* **Excerpt**:
I’m not sure where I stand on the whole nature-nurture debate (or, for that matter, where anyone stands — the last time I heard anyone talk about that was eighth grade biology). So I can’t tell you if great backpackers are born or made, and I also can’t tell you if that matters.
What I can tell you is somehow, I’ve ended up with a few traits that have made it a hell of a lot easier for me; and if you share any of them, perhaps it’s time to accept your destiny — nay, embrace it — and get backpacking. (There are worst destinies to have, trust me.)
Note: I just want to clarify that I’m using “backpacker” here to mean “a person who travels for an extended period of time, keeps all their possessions in one bag, and typically stays in hostels or other shared accommodations.” I never actually had a backpack (that one up there is Simon’s), but I hope you won’t hold that against me.
Once I’ve fallen asleep, it’s hard to wake me up.
But hostels are always going to be about sharing limited space with a lot of people, and that means noise, any way you swing it. Deep sleepers certainly have the advantage here; life is a lot easier when every returning drunky, or fighting couple, or newbie traveler packing at 5am to go and catch their bus* aren’t waking you up every five minutes.
I pack to fit my suitcase, no matter how small.
My first two years in New Zealand, I used a suitcase that a surprising amount of other travelers considered too small. “That’s your only luggage?” they would stutter at me in disbelief. At first, I brushed it off, but eventually, these folks started to get in my head. This tiny suitcase! It would not stand! So I bought a bigger one, filled it to the brim, and promptly became a miserable human being (you know, more so than usual). After two weeks of dragging that monstrosity around Bali in sweltering heat, I was ready to chuck it in the ocean.
There are many lessons to be found here, probably, but I think the most important one is that I’ve got an appalling lack of upper body strength. Also: if it ain’t broke, don’t fucking fix it.
I’m not picky about my laundry.
Nearly every hostel or caravan park will have washing facilities, but their availability will be limited. You may not have four separate washers all to yourself, or time to run multiple loads. It’s a heck of a lot easier to throw it all in together and, you know, hope for the best.

* **Entries shown**:
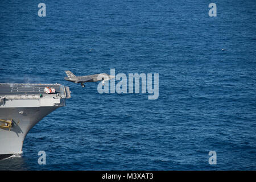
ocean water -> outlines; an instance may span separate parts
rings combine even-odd
[[[0,169],[255,170],[255,50],[253,0],[2,1],[0,82],[58,82],[72,97]],[[159,73],[158,99],[63,79],[110,68]]]

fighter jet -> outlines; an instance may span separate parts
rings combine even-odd
[[[101,81],[104,85],[104,81],[108,81],[115,77],[114,76],[109,75],[106,73],[100,73],[92,75],[76,76],[70,71],[65,71],[67,77],[64,77],[64,80],[74,83],[79,83],[82,87],[85,87],[84,83],[86,82],[96,82]]]

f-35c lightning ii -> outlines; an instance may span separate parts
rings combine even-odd
[[[85,87],[84,83],[86,82],[96,82],[101,81],[104,85],[104,81],[108,81],[115,77],[114,76],[109,75],[106,73],[100,73],[92,75],[76,76],[70,71],[65,71],[67,77],[64,77],[64,80],[74,83],[80,84],[82,87]]]

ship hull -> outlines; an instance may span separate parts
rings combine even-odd
[[[12,127],[10,130],[0,129],[1,156],[22,153],[24,139],[30,130],[39,121],[58,107],[0,108],[0,118],[13,120]]]

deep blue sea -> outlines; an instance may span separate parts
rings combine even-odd
[[[255,50],[254,0],[1,1],[0,82],[57,82],[72,98],[0,169],[255,170]],[[110,68],[159,73],[158,99],[63,79]]]

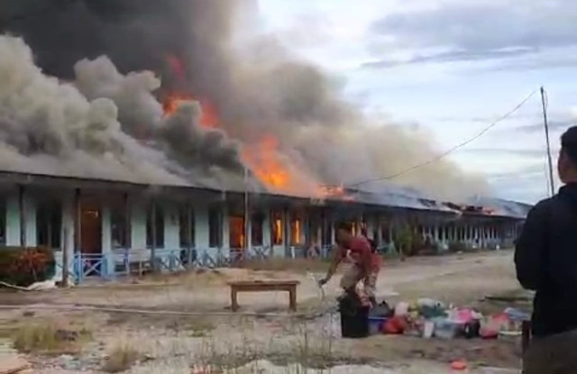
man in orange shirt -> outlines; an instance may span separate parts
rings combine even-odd
[[[318,283],[323,286],[326,284],[339,264],[345,258],[349,258],[353,264],[343,275],[341,287],[347,294],[356,294],[356,285],[362,280],[365,293],[371,304],[374,306],[377,304],[375,298],[375,288],[377,277],[380,269],[380,258],[371,248],[369,241],[362,237],[353,236],[351,225],[349,223],[340,223],[337,227],[337,248],[334,257],[328,269],[326,277]]]

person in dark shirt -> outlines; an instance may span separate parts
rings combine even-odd
[[[557,171],[564,186],[531,209],[516,242],[517,278],[536,291],[525,374],[577,373],[577,126],[561,137]]]

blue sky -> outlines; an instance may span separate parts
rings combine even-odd
[[[572,0],[259,0],[281,42],[345,81],[367,114],[432,130],[449,149],[543,85],[554,157],[577,124]],[[547,195],[539,95],[450,157],[505,198]],[[557,181],[558,185],[558,181]]]

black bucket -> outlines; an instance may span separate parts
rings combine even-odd
[[[358,298],[344,296],[339,301],[341,312],[341,336],[343,338],[366,338],[369,336],[369,306]]]

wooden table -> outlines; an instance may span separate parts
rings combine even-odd
[[[266,292],[287,291],[288,292],[288,306],[290,310],[297,310],[297,286],[298,280],[243,280],[229,282],[231,287],[231,304],[233,312],[238,310],[237,294],[239,292]]]

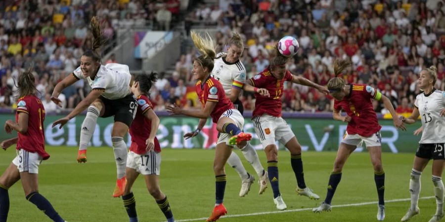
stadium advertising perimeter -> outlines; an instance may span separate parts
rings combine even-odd
[[[51,128],[52,123],[63,117],[59,115],[46,115],[45,122],[45,137],[46,144],[50,146],[67,146],[77,147],[81,126],[85,116],[79,115],[71,120],[62,129]],[[7,119],[14,119],[12,114],[0,115],[0,121],[4,122]],[[200,135],[191,139],[184,140],[184,133],[196,128],[198,119],[184,116],[160,116],[157,137],[162,148],[213,148],[218,140],[216,125],[212,124],[210,119],[207,121]],[[339,121],[327,118],[284,118],[292,128],[297,139],[304,150],[336,151],[346,129],[346,124]],[[420,136],[414,136],[413,132],[420,126],[420,123],[405,125],[406,131],[397,130],[390,120],[379,120],[382,126],[382,148],[384,151],[394,153],[400,152],[414,152],[417,148]],[[90,146],[93,147],[109,146],[111,145],[111,130],[113,118],[98,119],[97,125],[91,139]],[[262,149],[258,137],[254,130],[253,124],[250,118],[245,119],[244,130],[252,134],[252,144],[255,148]],[[126,138],[129,146],[129,136]],[[1,140],[10,138],[11,136],[2,133]],[[364,146],[364,145],[363,145]],[[280,145],[280,149],[284,149]],[[365,151],[364,148],[357,148],[356,151]]]

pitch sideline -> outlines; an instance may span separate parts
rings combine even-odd
[[[419,199],[431,199],[435,198],[434,196],[425,196],[423,197],[420,197]],[[394,200],[385,200],[385,203],[391,203],[394,202],[402,202],[402,201],[407,201],[411,200],[411,198],[404,198],[404,199],[395,199]],[[336,208],[336,207],[352,207],[352,206],[363,206],[363,205],[368,205],[370,204],[376,204],[378,203],[378,201],[372,201],[372,202],[364,202],[363,203],[357,203],[355,204],[342,204],[340,205],[333,205],[332,206],[332,208]],[[285,210],[284,211],[269,211],[267,212],[260,212],[260,213],[251,213],[250,214],[236,214],[233,215],[226,215],[224,216],[222,216],[221,218],[239,218],[241,217],[248,217],[252,216],[257,216],[257,215],[262,215],[265,214],[282,214],[284,213],[288,213],[288,212],[296,212],[298,211],[309,211],[312,210],[312,208],[303,208],[303,209],[296,209],[294,210]],[[207,219],[208,218],[195,218],[193,219],[184,219],[184,220],[175,220],[176,222],[186,222],[189,221],[202,221],[204,220]]]

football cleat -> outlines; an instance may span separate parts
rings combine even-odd
[[[77,162],[78,163],[86,163],[87,162],[87,150],[79,150],[77,153]]]

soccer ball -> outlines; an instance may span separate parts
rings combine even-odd
[[[300,44],[298,43],[298,41],[291,36],[285,36],[278,42],[278,51],[284,56],[293,56],[297,53],[299,48]]]

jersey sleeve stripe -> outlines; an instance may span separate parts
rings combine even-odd
[[[77,75],[76,75],[75,74],[74,74],[74,73],[71,73],[71,75],[72,75],[73,77],[76,78],[76,79],[80,80],[80,79],[79,78],[79,77],[77,77]]]
[[[233,83],[232,84],[232,86],[241,89],[243,88],[243,85],[244,84],[242,82],[240,82],[238,81],[234,80]]]
[[[28,111],[26,111],[26,110],[18,110],[18,109],[17,109],[17,112],[25,112],[25,113],[26,113],[26,114],[29,114],[29,112],[28,112]]]
[[[147,111],[148,111],[149,110],[150,110],[151,109],[151,107],[149,107],[148,108],[146,108],[143,111],[142,111],[142,114],[145,113],[145,112],[146,112]]]
[[[254,82],[253,80],[252,80],[251,78],[249,79],[249,80],[250,80],[250,83],[252,83],[252,86],[255,86],[255,83]]]

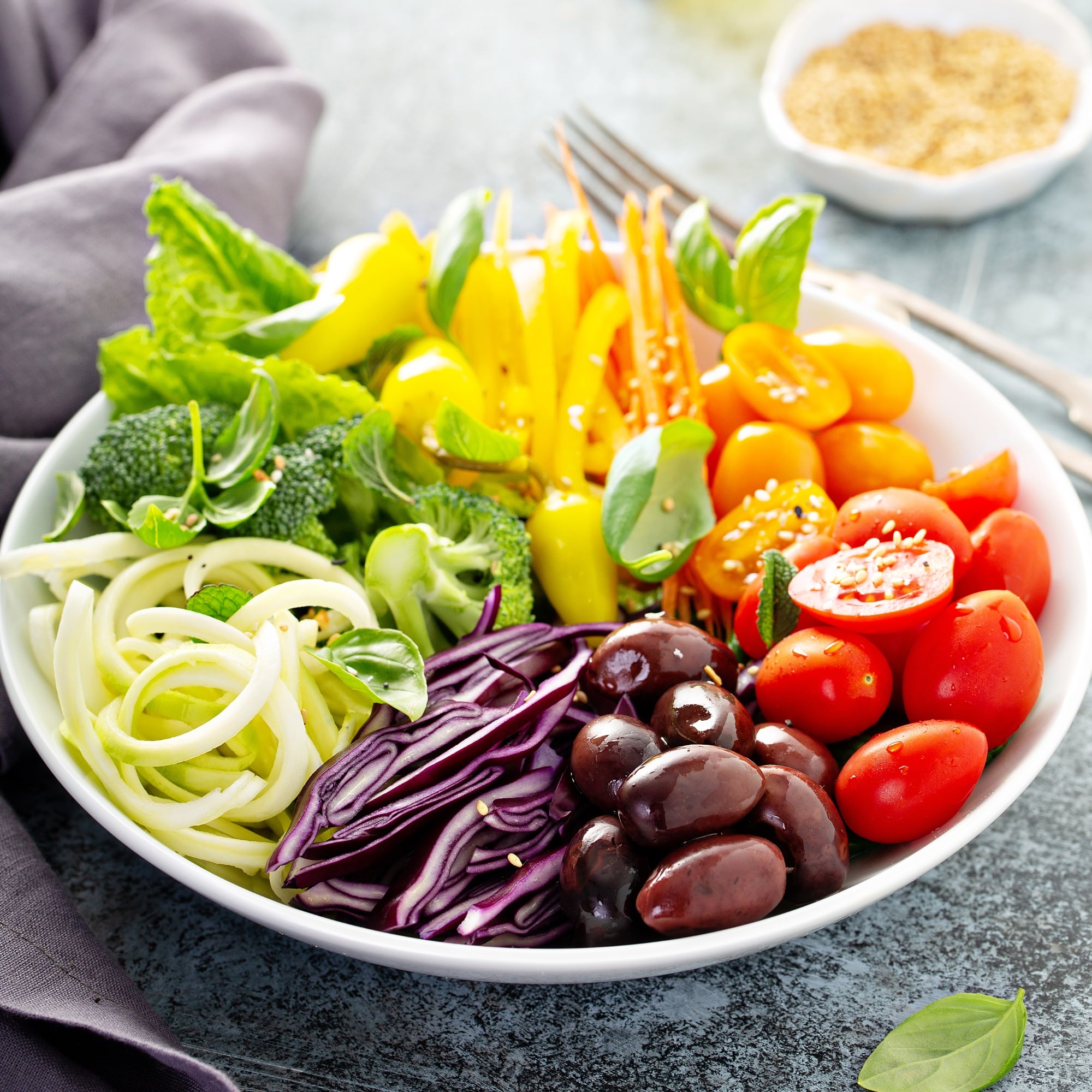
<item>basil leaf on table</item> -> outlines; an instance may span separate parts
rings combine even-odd
[[[316,293],[305,266],[181,179],[155,179],[144,213],[157,239],[147,259],[147,313],[168,349],[223,337]]]
[[[61,471],[56,477],[57,507],[54,514],[54,529],[41,536],[41,541],[45,543],[55,543],[59,538],[63,538],[83,515],[83,478],[75,471]]]
[[[716,523],[702,477],[712,446],[708,426],[682,417],[645,429],[615,455],[603,495],[603,541],[638,579],[676,572]]]
[[[226,489],[261,466],[276,438],[278,401],[276,384],[268,372],[256,368],[247,401],[216,440],[206,482]]]
[[[428,270],[428,313],[444,332],[451,325],[459,294],[463,290],[466,274],[474,259],[482,252],[485,241],[485,206],[491,194],[488,190],[467,190],[460,193],[440,217],[432,247],[432,261]]]
[[[768,649],[783,641],[800,620],[800,608],[788,597],[788,583],[797,569],[780,549],[762,555],[764,569],[758,593],[758,632]]]
[[[449,454],[476,463],[510,463],[520,454],[520,441],[475,420],[465,410],[444,399],[436,412],[436,439]]]
[[[685,209],[672,232],[675,271],[687,306],[714,330],[727,333],[745,316],[736,307],[733,262],[724,250],[702,198]]]
[[[1024,993],[1008,1001],[953,994],[926,1005],[868,1056],[857,1083],[870,1092],[980,1092],[1023,1051]]]
[[[307,649],[353,690],[416,721],[428,700],[425,662],[396,629],[351,629],[323,649]]]
[[[750,321],[796,329],[811,230],[826,203],[815,193],[779,198],[744,225],[733,280],[736,305]]]
[[[252,598],[250,592],[236,587],[235,584],[205,584],[186,601],[186,609],[227,621]]]

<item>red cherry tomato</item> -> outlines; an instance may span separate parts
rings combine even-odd
[[[998,508],[1008,508],[1019,488],[1017,461],[1009,451],[952,471],[942,482],[922,483],[923,492],[945,501],[968,527],[976,527]]]
[[[845,824],[870,842],[910,842],[948,822],[986,765],[986,737],[971,724],[922,721],[873,736],[838,775]]]
[[[1051,590],[1051,551],[1040,525],[1026,512],[999,508],[974,529],[971,544],[974,557],[957,596],[1004,587],[1037,618]]]
[[[787,721],[820,743],[874,725],[891,699],[891,668],[867,638],[815,627],[779,641],[755,677],[767,720]]]
[[[788,594],[828,625],[895,633],[945,608],[952,595],[952,551],[928,538],[840,550],[802,569]]]
[[[915,721],[950,719],[1000,747],[1031,712],[1043,685],[1043,641],[1011,592],[973,592],[949,604],[910,650],[902,703]]]
[[[925,537],[945,543],[956,558],[956,579],[966,572],[974,547],[959,517],[936,497],[916,489],[874,489],[851,497],[839,510],[831,534],[851,546],[869,538],[910,538],[925,527]],[[885,530],[887,529],[887,530]]]

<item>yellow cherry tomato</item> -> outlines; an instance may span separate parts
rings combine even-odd
[[[485,416],[482,382],[465,364],[448,354],[429,351],[403,360],[383,382],[380,405],[414,443],[420,443],[425,426],[440,403],[450,399],[475,420]]]
[[[933,477],[933,461],[922,441],[887,422],[845,422],[820,432],[816,443],[835,505],[888,486],[919,489]]]
[[[806,478],[783,482],[773,490],[756,489],[698,543],[691,563],[714,595],[739,600],[758,579],[768,549],[829,534],[835,515],[838,509],[822,486]]]
[[[551,491],[531,519],[531,563],[561,621],[618,617],[618,567],[603,542],[597,497]]]
[[[781,422],[755,420],[732,434],[713,478],[713,510],[731,512],[756,489],[776,487],[791,478],[809,478],[823,485],[822,458],[816,441]]]
[[[723,353],[736,390],[759,417],[815,432],[850,408],[842,373],[788,330],[745,322],[724,339]]]
[[[894,420],[914,396],[914,369],[893,345],[860,327],[830,327],[804,334],[810,345],[842,373],[852,403],[846,420]]]

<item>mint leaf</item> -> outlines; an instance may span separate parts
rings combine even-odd
[[[227,621],[252,598],[250,592],[236,587],[235,584],[205,584],[186,601],[186,609]]]
[[[436,438],[440,447],[458,459],[475,463],[510,463],[519,458],[520,442],[475,420],[465,410],[444,399],[436,411]]]
[[[733,283],[736,306],[749,321],[796,329],[811,230],[826,203],[815,193],[779,198],[744,225]]]
[[[83,478],[75,471],[61,471],[57,474],[54,529],[41,536],[43,542],[55,543],[63,538],[80,522],[80,517],[83,515]]]
[[[347,687],[391,705],[411,721],[425,712],[425,662],[405,633],[396,629],[351,629],[333,645],[306,651]]]
[[[474,259],[485,241],[485,206],[488,190],[467,190],[443,210],[436,229],[432,261],[428,270],[427,301],[432,321],[444,332],[451,325],[459,294]]]
[[[980,1092],[1023,1051],[1024,992],[1013,1000],[953,994],[926,1005],[869,1055],[857,1083],[871,1092]]]
[[[765,569],[758,593],[758,632],[765,646],[772,649],[800,620],[800,608],[788,597],[788,584],[797,570],[780,549],[768,549],[762,561]]]

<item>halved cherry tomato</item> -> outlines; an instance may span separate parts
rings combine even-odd
[[[945,543],[956,557],[954,574],[959,580],[971,565],[974,547],[971,535],[959,517],[936,497],[916,489],[874,489],[851,497],[838,511],[831,534],[851,546],[864,546],[870,538],[901,539],[925,529],[925,537]]]
[[[845,422],[824,429],[816,443],[827,468],[827,491],[835,505],[892,485],[917,489],[933,477],[925,444],[898,425]]]
[[[774,482],[808,478],[823,484],[822,459],[807,432],[781,422],[753,420],[741,425],[721,453],[713,478],[713,510],[731,512],[744,497]]]
[[[952,584],[952,551],[926,538],[840,550],[802,569],[788,594],[802,610],[830,626],[895,633],[939,614]]]
[[[952,471],[942,482],[925,482],[922,491],[939,497],[963,521],[969,531],[998,508],[1017,499],[1020,478],[1017,461],[1008,450],[962,470]]]
[[[788,721],[820,743],[848,739],[874,725],[891,699],[891,668],[867,638],[827,626],[779,641],[755,677],[770,721]]]
[[[922,630],[902,677],[915,720],[950,717],[1000,747],[1023,724],[1043,685],[1043,641],[1011,592],[973,592]]]
[[[809,432],[833,425],[850,408],[848,383],[796,334],[768,322],[745,322],[724,339],[736,390],[760,417]]]
[[[698,382],[701,385],[701,395],[705,400],[709,427],[716,437],[712,450],[705,458],[709,480],[712,482],[728,437],[740,425],[753,420],[755,411],[739,396],[736,384],[732,381],[732,369],[723,360],[715,368],[703,371]]]
[[[846,420],[894,420],[910,408],[914,369],[893,345],[860,327],[830,327],[803,334],[842,373],[853,399]]]
[[[942,827],[986,767],[986,737],[959,721],[921,721],[873,736],[838,775],[845,824],[870,842],[911,842]]]
[[[1026,512],[999,508],[971,532],[971,544],[974,557],[957,598],[1004,587],[1019,595],[1037,618],[1051,590],[1051,551],[1042,527]]]
[[[714,595],[736,602],[765,550],[827,534],[834,515],[830,498],[815,482],[796,479],[771,491],[756,489],[698,543],[693,565]]]

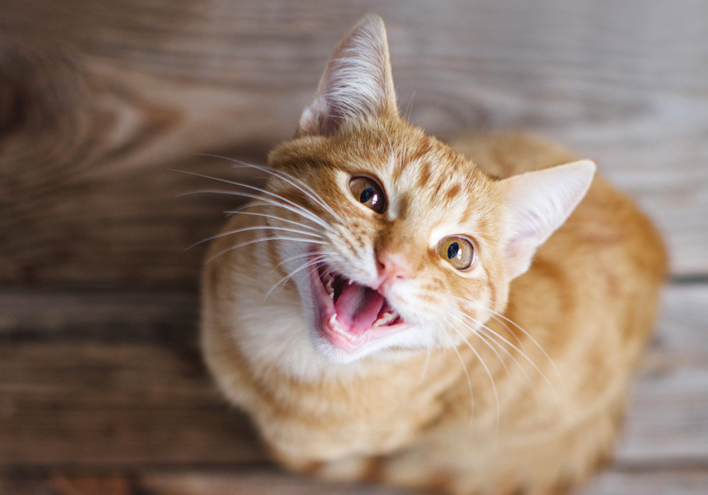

* **Work to complete**:
1. In the backpacking post, where did the writer use a small suitcase for their first two years?
2. Edit the backpacking post from "Once I’ve fallen" to "every five minutes.", swapping "Deep sleepers" for "Heavy sleepers".
3. Pick up the post on backpacker traits after its last sentence and keep writing.

* **Results**:
1. New Zealand.

2.
Once I’ve fallen asleep, it’s hard to wake me up.
But hostels are always going to be about sharing limited space with a lot of people, and that means noise, any way you swing it. Heavy sleepers certainly have the advantage here; life is a lot easier when every returning drunky, or fighting couple, or newbie traveler packing at 5am to go and catch their bus* aren’t waking you up every five minutes.

3.
Also, the washers will invariably suck, regardless of how you use them, so there’s that.
If nothing else, you’ll want a solid day to let any washed clothes dry completely; dryers in hostels are notoriously bad and I’d rather have dirty clothes than ones that have been packed up still wet. (Consider this when showering just before departure, as well — do you want to pack a damp towel?)
Also common among hostel dwellers: shower washing your most recently worn underwear. Convenient, only takes a couple of extra minutes, and ensures you always have at least one clean (albeit maybe slightly wet) pair.
I don’t have a strong sense of smell.
Same thing after our bus went through Rotorua — nicknamed Sulphur City and known for its eggy aroma. Everyone else complained it had seeped into their clothes. Me? Nothing. I assume they were telling the truth, but you couldn’t prove it by me. (This also makes putting off my laundry a lot easier, come to think of it.)
Of course, when I had to share a hostel room with seven guys, one of whom had shoes you could smell from the balcony? Nothing could save me.
Have you ever gone hostel backpacking? Did you have any issues or challenges not addressed here? How did you deal with them?
* Don’t be this person. Trust me, this advice is the greatest gift I can give you (and your future hostel roommates): if you have an early departure, pack the night before.